• SUPPLIED MATERIAL
'''

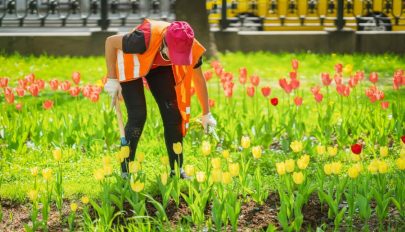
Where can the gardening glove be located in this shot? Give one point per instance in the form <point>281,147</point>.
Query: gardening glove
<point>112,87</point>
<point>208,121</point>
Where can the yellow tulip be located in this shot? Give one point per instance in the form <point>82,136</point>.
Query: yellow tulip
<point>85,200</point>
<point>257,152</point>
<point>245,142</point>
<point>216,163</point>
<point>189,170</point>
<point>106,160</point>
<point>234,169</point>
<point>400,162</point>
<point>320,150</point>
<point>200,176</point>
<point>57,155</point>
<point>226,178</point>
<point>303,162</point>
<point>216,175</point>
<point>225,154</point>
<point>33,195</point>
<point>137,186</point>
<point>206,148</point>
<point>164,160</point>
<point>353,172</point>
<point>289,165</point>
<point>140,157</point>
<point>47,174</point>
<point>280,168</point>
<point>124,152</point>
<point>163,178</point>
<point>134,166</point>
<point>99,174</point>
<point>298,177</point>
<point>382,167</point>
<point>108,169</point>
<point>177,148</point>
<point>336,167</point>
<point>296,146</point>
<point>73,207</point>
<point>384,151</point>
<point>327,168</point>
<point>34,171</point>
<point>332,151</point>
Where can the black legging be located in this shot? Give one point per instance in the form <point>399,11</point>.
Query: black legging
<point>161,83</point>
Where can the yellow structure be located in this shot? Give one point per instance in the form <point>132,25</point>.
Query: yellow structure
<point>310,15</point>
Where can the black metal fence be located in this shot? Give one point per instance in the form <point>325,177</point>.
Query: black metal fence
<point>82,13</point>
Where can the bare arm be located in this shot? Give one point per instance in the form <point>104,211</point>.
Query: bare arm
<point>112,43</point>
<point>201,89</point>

'''
'''

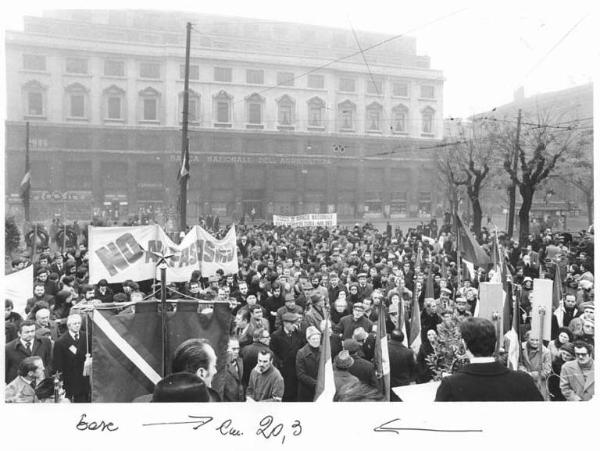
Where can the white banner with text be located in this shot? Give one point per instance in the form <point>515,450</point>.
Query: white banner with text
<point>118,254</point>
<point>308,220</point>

'''

• THE PROBLEM
What you return should be exactly the lines above, starting at the one with "Where can the gardening" and ending at the one with "Where can the yellow tulip", and nothing else.

• ANSWER BOX
Where can the gardening glove be located in this shot? Give one point per instance in the form <point>281,147</point>.
Query: gardening glove
<point>112,87</point>
<point>208,121</point>
Where can the yellow tulip be located in this shot? Give one point per instance in the form <point>82,136</point>.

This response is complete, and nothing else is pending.